## Brano da leggere
Chandonne continua a dichiararsi innocente e, malgrado l’aspetto e le poco rassicuranti pelosità, non risulta essere affatto un cavernicolo: il presunto lupo dimostra una sorprendente razionalità. Comincia a farsi largo in Kay una inquietudine: Chandonne è veramente il pazzo omicida autore degli efferati delitti a base di violente morsicature?
L’omicidio di Susan Pless avvenuto a New York prima dell’arrivo accertato di Chandonne dalla Francia e con le stesse modalità da lupo mannaro, rende il quadro ancora più complesso.
Come se non bastasse il procuratore Jaime Berger, su suggerimento di vecchi “amici”, sembra sospettare Kay dell’assassinio di Diane Bray.

## Materiale fornito
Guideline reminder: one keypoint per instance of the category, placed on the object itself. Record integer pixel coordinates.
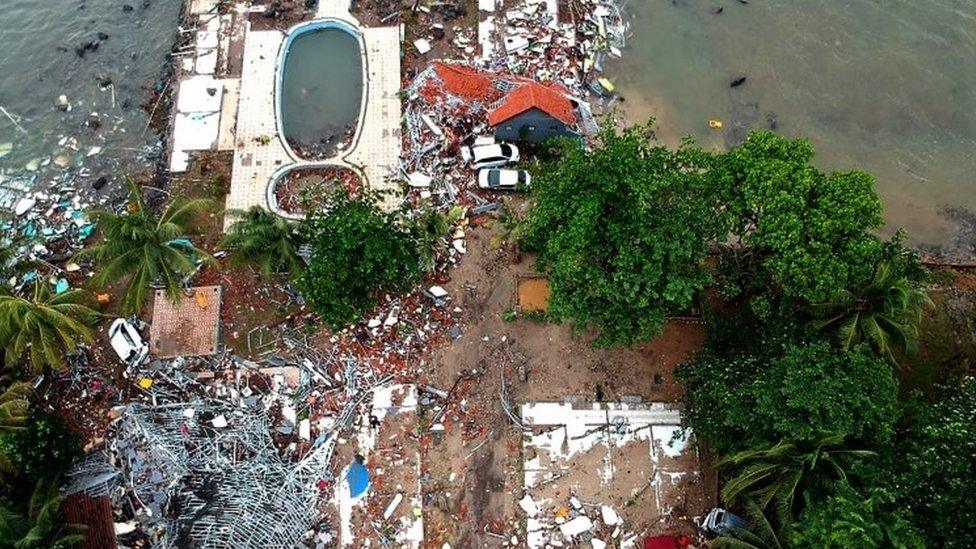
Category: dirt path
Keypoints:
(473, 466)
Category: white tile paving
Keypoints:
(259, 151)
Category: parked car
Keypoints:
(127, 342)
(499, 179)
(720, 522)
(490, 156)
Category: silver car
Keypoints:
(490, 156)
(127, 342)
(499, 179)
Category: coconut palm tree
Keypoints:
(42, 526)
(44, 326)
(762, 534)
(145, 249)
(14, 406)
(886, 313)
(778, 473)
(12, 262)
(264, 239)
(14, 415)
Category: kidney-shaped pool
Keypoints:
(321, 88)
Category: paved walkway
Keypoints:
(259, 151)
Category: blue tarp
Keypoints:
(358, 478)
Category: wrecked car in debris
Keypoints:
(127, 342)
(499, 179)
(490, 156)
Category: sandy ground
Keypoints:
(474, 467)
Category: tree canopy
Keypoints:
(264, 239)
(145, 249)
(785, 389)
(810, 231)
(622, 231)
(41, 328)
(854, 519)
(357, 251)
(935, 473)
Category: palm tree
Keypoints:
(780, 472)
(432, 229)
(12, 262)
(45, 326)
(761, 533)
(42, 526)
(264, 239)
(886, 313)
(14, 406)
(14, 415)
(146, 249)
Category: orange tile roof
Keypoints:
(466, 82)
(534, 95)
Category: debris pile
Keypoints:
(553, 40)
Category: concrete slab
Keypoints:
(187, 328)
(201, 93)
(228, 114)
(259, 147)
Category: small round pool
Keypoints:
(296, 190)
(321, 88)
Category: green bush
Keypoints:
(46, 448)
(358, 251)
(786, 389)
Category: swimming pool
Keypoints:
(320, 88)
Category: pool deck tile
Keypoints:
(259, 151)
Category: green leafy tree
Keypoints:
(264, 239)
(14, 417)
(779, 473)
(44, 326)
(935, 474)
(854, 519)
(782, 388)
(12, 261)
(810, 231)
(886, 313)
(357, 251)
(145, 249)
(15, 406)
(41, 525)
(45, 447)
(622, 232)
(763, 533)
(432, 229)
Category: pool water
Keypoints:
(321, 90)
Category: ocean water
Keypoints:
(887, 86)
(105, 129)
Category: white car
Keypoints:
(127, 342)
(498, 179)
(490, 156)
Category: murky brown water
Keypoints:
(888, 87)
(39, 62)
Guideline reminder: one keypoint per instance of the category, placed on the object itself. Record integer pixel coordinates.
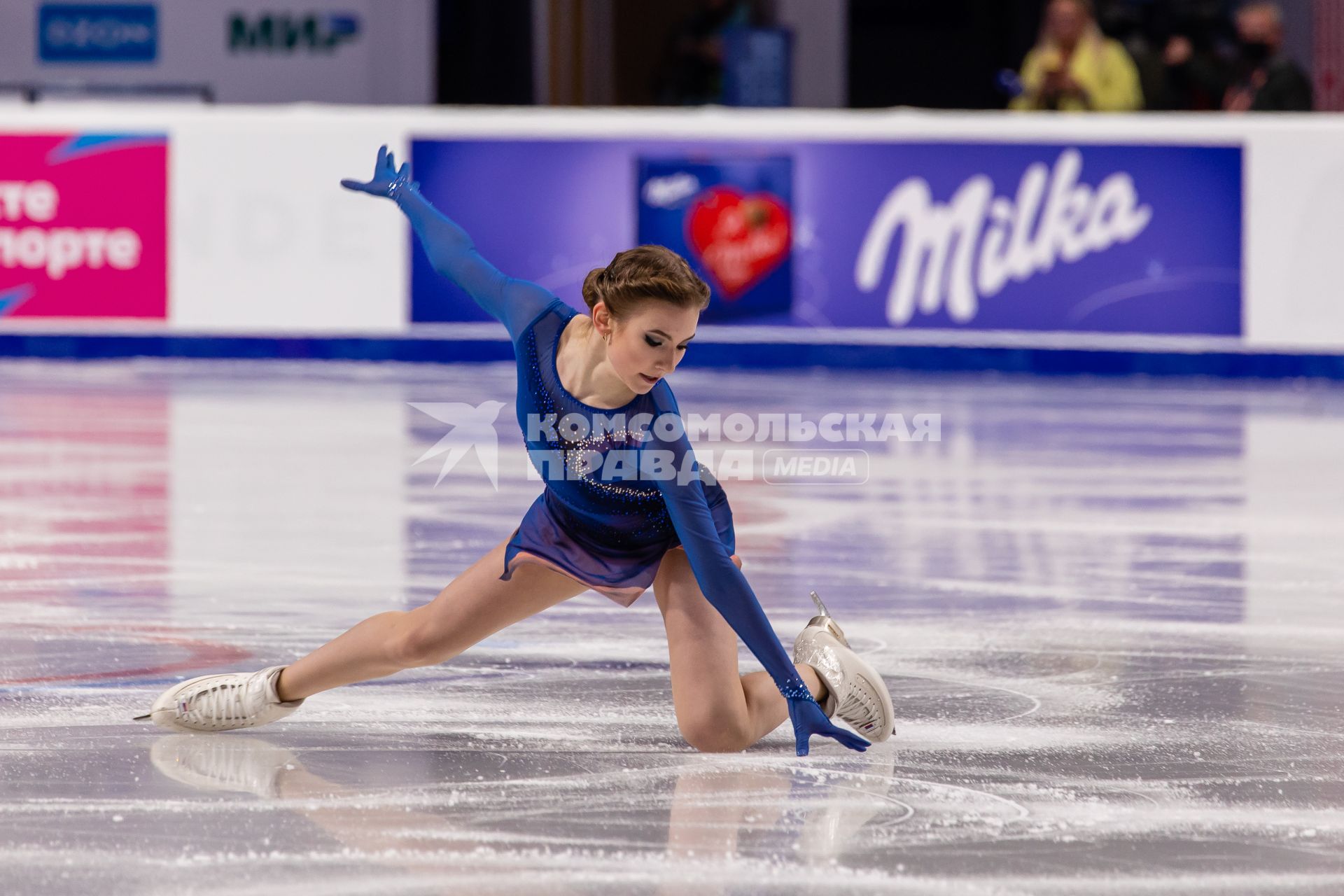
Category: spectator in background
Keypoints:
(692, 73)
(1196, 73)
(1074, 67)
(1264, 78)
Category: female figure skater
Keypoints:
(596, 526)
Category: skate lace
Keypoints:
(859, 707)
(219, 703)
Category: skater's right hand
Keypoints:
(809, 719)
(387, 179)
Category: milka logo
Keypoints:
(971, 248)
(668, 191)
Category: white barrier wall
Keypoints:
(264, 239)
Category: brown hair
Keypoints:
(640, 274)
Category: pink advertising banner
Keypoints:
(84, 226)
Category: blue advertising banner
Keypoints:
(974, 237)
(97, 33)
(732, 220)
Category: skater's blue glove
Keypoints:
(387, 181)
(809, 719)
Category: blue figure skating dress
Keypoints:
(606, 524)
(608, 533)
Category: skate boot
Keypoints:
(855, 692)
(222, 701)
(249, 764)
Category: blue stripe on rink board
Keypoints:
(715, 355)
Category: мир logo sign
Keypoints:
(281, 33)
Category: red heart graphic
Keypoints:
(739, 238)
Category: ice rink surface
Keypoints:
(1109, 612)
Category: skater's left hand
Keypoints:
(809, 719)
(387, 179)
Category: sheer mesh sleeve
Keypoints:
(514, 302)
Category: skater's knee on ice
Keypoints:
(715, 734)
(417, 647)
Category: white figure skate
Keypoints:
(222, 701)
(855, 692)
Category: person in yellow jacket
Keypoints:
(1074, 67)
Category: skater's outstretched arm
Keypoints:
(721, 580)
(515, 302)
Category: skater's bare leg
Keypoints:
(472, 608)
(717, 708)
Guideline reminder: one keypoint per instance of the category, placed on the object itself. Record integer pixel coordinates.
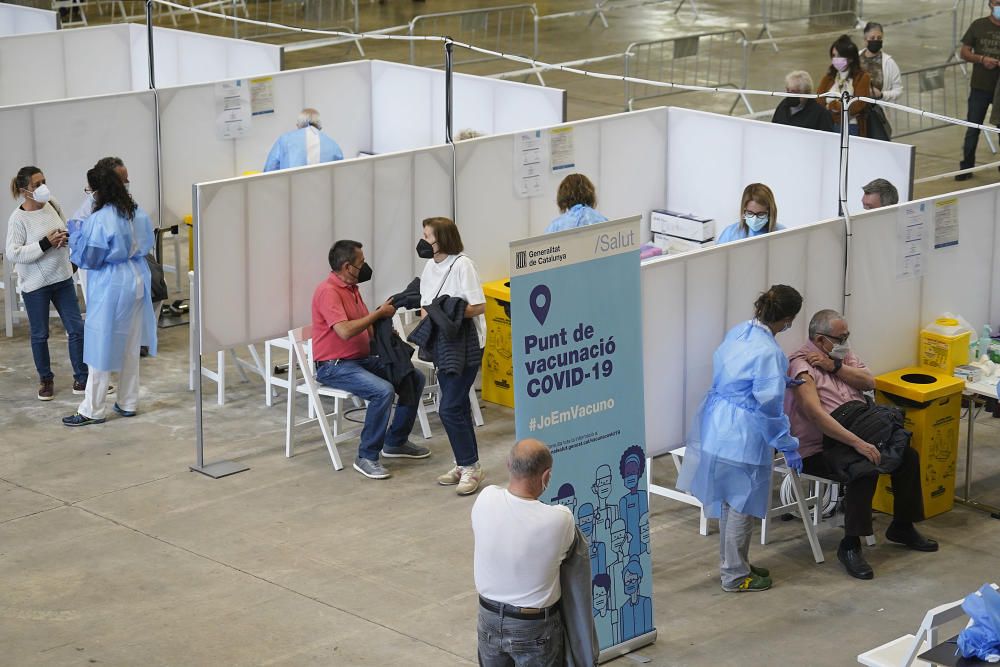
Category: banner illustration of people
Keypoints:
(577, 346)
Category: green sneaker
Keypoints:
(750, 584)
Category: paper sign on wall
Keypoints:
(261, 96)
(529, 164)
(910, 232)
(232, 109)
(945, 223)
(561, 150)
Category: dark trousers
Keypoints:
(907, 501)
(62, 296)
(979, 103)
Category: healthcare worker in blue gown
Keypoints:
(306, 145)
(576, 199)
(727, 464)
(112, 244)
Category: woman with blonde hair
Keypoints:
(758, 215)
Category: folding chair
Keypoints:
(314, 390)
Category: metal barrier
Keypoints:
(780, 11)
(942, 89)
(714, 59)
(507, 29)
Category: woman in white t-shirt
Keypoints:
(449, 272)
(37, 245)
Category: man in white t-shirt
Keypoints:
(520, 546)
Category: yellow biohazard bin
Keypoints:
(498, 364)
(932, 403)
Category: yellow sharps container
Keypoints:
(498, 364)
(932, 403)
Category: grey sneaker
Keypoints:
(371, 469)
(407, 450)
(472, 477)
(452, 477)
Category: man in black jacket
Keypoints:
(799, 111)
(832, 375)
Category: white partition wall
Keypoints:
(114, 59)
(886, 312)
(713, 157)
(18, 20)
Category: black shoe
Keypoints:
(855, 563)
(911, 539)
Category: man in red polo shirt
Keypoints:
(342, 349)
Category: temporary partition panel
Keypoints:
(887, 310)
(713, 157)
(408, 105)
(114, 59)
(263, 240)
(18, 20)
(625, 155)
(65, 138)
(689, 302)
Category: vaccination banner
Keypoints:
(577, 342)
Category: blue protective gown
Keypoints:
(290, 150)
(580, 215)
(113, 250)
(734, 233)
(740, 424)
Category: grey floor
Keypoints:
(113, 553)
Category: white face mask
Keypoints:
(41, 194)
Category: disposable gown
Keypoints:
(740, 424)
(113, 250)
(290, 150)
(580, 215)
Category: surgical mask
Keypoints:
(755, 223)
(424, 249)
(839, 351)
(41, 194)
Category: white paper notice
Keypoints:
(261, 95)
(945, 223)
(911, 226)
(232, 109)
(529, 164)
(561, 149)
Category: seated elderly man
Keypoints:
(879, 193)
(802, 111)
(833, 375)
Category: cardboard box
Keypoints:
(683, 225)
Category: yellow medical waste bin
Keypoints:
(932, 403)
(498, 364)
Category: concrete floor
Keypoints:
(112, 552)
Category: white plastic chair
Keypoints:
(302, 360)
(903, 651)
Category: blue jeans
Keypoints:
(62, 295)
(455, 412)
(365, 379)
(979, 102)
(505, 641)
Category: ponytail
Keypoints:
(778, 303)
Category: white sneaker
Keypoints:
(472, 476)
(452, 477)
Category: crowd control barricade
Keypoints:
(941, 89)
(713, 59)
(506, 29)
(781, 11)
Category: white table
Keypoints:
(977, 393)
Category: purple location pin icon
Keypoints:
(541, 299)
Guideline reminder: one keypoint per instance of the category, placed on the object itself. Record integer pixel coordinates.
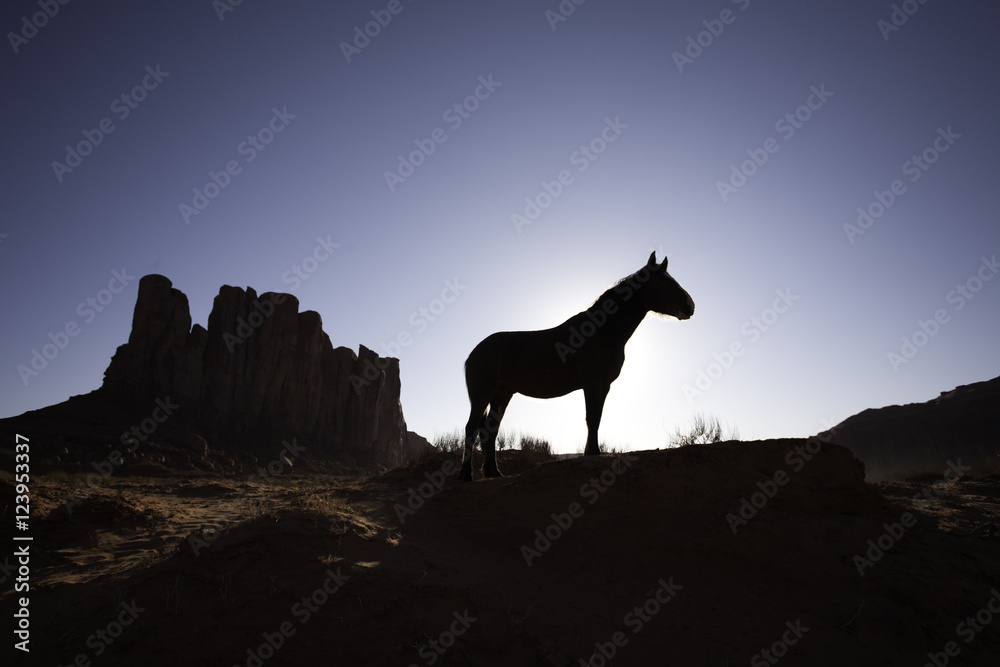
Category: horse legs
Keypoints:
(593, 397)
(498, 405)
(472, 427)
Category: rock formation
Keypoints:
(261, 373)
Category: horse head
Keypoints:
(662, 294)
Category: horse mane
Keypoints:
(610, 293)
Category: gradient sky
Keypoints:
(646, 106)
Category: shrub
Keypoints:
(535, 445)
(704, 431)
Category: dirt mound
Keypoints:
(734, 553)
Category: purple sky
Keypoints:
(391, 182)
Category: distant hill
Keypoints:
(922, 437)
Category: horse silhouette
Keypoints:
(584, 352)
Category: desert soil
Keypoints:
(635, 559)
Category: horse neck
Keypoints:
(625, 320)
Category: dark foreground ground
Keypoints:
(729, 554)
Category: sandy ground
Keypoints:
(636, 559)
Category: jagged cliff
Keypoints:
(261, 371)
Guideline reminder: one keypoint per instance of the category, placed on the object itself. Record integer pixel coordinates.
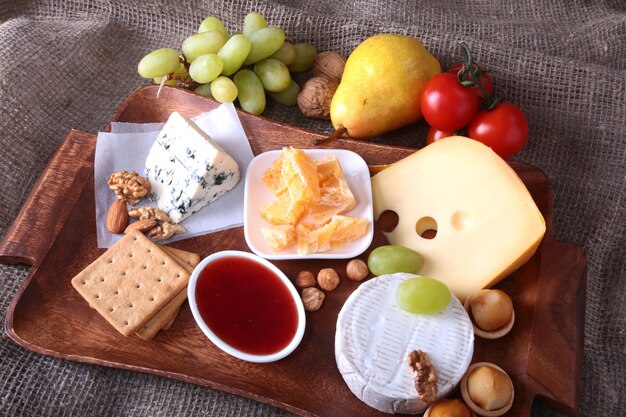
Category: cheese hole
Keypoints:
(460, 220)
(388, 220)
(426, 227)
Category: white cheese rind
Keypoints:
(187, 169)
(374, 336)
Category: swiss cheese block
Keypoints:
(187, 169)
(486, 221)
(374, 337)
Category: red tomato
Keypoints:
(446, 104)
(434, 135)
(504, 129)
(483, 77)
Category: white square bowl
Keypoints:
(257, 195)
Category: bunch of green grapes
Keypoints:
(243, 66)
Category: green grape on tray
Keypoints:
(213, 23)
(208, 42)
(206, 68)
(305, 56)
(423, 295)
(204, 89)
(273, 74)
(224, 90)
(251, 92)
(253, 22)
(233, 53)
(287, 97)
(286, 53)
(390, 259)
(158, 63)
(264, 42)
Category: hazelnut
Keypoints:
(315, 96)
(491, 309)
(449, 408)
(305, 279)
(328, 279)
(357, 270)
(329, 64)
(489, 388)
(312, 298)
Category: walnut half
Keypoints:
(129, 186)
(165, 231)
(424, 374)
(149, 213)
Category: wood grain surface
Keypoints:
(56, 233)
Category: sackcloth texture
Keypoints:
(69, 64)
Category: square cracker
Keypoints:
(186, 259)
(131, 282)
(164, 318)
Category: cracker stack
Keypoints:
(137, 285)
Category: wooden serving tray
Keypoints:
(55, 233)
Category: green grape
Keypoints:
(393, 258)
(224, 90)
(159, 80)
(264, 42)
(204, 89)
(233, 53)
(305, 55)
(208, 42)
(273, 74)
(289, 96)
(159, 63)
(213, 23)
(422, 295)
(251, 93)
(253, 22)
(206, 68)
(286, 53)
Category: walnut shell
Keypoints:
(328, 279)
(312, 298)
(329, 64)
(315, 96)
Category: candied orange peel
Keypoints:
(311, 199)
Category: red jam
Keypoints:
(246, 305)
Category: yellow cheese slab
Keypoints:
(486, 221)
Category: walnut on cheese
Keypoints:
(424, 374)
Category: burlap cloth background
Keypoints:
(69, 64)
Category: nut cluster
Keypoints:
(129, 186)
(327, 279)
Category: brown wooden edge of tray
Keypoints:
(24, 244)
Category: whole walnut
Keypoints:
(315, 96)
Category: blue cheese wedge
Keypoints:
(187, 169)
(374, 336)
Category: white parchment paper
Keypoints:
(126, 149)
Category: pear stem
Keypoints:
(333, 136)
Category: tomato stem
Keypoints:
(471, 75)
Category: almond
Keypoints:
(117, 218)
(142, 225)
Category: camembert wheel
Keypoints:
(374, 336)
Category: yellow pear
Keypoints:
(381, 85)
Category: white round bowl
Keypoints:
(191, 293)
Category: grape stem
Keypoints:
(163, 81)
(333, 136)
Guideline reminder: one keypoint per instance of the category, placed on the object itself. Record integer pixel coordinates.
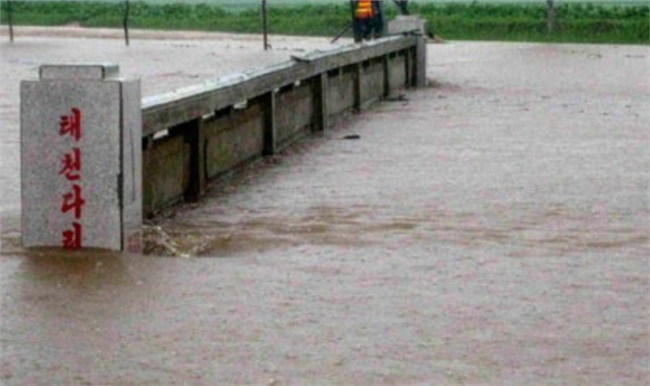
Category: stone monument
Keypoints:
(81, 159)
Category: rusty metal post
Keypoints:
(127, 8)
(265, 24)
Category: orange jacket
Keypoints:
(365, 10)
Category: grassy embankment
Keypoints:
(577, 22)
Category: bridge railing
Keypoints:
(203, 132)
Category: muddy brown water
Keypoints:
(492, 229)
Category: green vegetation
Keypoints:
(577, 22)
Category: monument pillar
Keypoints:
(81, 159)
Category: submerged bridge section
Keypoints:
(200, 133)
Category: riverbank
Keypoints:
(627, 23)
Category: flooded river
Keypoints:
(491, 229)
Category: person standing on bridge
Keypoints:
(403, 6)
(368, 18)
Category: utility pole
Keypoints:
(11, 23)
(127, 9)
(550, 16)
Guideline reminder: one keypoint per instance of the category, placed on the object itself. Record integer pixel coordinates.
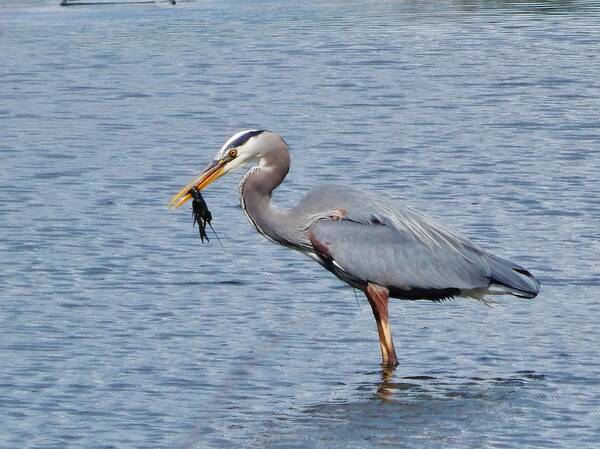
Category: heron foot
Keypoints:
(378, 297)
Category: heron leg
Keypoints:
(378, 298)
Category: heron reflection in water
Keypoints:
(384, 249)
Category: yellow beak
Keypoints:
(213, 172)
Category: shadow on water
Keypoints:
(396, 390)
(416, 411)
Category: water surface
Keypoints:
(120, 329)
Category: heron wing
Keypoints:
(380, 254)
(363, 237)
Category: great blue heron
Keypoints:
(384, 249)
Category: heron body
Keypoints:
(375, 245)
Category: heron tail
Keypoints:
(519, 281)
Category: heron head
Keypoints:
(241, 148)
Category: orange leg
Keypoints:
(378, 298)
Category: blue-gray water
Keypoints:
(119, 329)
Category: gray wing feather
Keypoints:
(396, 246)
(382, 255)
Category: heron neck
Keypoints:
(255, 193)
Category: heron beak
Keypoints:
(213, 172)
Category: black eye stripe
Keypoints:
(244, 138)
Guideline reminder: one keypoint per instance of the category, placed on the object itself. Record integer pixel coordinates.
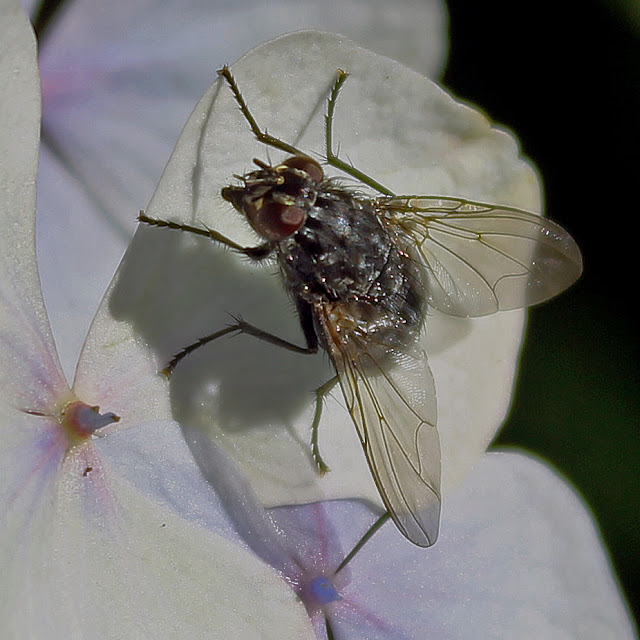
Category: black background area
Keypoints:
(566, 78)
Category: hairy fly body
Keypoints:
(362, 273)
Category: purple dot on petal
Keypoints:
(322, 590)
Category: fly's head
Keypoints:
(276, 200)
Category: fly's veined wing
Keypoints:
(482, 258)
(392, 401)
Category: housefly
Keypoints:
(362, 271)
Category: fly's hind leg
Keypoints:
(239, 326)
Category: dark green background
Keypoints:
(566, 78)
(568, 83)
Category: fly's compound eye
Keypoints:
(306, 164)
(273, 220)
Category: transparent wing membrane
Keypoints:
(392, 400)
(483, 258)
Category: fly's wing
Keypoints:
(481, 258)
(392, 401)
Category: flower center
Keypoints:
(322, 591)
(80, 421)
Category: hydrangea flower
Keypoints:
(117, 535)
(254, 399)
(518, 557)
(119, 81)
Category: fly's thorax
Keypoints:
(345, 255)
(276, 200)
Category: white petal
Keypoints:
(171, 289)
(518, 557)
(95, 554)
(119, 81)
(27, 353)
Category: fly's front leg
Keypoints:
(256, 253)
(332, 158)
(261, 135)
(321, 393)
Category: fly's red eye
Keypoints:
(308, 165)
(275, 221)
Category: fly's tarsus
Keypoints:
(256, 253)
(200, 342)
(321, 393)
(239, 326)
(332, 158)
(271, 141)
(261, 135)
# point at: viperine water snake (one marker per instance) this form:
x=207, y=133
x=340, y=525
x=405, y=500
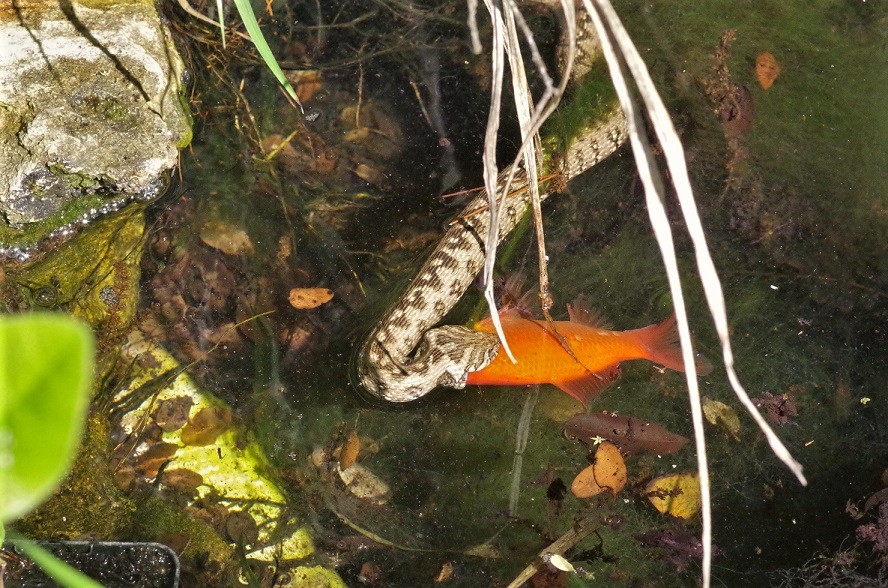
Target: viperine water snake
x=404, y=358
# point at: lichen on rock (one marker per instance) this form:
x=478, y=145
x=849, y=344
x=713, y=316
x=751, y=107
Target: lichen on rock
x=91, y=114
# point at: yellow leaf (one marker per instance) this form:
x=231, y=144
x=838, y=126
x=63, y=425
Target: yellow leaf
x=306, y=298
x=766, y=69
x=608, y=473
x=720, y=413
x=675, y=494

## Obiettivo
Prosegui il brano sul caso Chandonne, riprendendo dopo la sua ultima frase.

## Risposta all'esercizio
La famosa patologa dovrà fare i conti ancora una volta con un passato che la tormenta e che torna inesorabile: il caso Chandonne si intersecherà sorprendentemente con antiche vicende, col suo ex Benton Wesley, Diane Bray l’ultima vittima del Lupo, la serial killer Carrie Gretchen e Jay Taller il prestante funzionario dell’interpol da cui tempo addietro s’era fatta dare du’ colpi. “L’ultimo distretto” è il proseguimento di “Cadavere non identificato”.
Pur rimanendo ferme le perplessità in ordine alla qualità della Cornwell scrittrice, il romanzo questa volta ci risparmia troppe divagazioni dal sapore psicologico e la vicenda thriller entra subito nel vivo. Rispetto a “Cadavere non identificato”, “L’ultimo distretto”, malgrado i già riferiti limiti “artistici” ha dalla sua una trama più che decente; oserei dire “che acchiappa”.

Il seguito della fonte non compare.